Segmentation mask data
/---

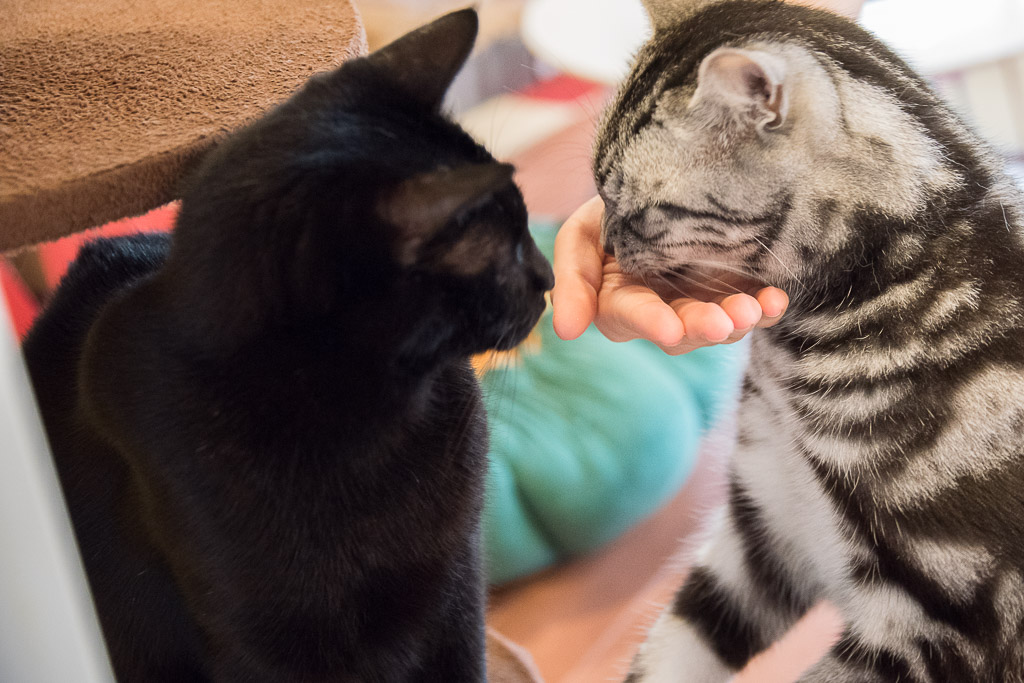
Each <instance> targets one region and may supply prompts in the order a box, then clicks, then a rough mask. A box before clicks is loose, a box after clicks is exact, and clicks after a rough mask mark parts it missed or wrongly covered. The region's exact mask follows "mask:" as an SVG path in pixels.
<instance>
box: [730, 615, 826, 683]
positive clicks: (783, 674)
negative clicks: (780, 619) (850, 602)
mask: <svg viewBox="0 0 1024 683" xmlns="http://www.w3.org/2000/svg"><path fill="white" fill-rule="evenodd" d="M843 628H844V625H843V617H842V615H841V614H840V613H839V610H838V609H837V608H836V607H835V606H834V605H831V604H829V603H827V602H819V603H818V604H817V605H815V606H814V607H812V608H811V609H810V610H809V611H808V612H807V613H806V614H804V616H803V618H801V620H800V621H799V622H797V624H796V625H794V627H793V628H792V629H790V632H788V633H786V634H785V635H784V636H783V637H782V639H781V640H780V641H778V642H777V643H775V644H774V645H772V646H771V647H769V648H768V649H767V650H765V651H764V652H762V653H761V654H759V655H758V656H756V657H754V659H752V660H751V663H750V664H749V665H746V667H744V668H743V670H742V671H741V672H739V674H738V675H737V676H736V677H735V678H733V679H732V681H731V683H793V682H794V681H796V680H797V679H799V678H800V677H801V676H803V675H804V674H805V673H806V672H807V670H808V669H810V668H811V667H813V666H814V664H815V663H816V661H817V660H818V659H820V658H821V657H823V656H824V655H825V653H826V652H827V651H828V650H829V649H831V646H833V645H835V644H836V643H837V642H839V639H840V636H841V635H842V634H843Z"/></svg>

\---

| GOAL OF THE EXERCISE |
Print all of the entries word for word. Omit the pictures they contain.

| SOLUTION TO THIS TASK |
Each <instance> targets one region and may supply prompts in the order a box, then clicks, then a rough mask. A box before clicks is loose, a box after clicks is exact, and clicks after a rough mask mark parts it missed or wrongly covered. The region's exact mask follows "mask:" as an SVG path in pixels.
<instance>
box: [730, 615, 826, 683]
positive clicks: (783, 674)
negative clicks: (780, 619) (850, 602)
mask: <svg viewBox="0 0 1024 683" xmlns="http://www.w3.org/2000/svg"><path fill="white" fill-rule="evenodd" d="M843 628H844V625H843V617H842V615H841V614H840V613H839V610H838V609H837V608H836V607H835V606H834V605H831V604H829V603H827V602H819V603H818V604H817V605H815V606H814V607H812V608H811V609H810V610H809V611H808V612H807V613H806V614H804V616H803V618H801V620H800V621H799V622H797V624H796V625H794V627H793V628H792V629H790V632H788V633H786V634H785V635H784V636H783V637H782V639H781V640H780V641H778V642H777V643H775V644H774V645H772V646H771V647H769V648H768V649H767V650H765V651H764V652H762V653H761V654H759V655H758V656H756V657H754V659H752V660H751V663H750V664H749V665H746V667H744V668H743V670H742V671H741V672H739V674H738V675H737V676H736V677H735V678H733V679H732V681H731V683H793V682H794V681H796V680H797V679H799V678H800V677H801V676H803V675H804V674H805V673H806V672H807V670H808V669H810V668H811V667H813V666H814V664H815V663H816V661H817V660H818V659H820V658H821V657H823V656H824V655H825V653H826V652H827V651H828V650H829V649H831V646H833V645H835V644H836V643H837V642H839V639H840V636H841V635H842V634H843Z"/></svg>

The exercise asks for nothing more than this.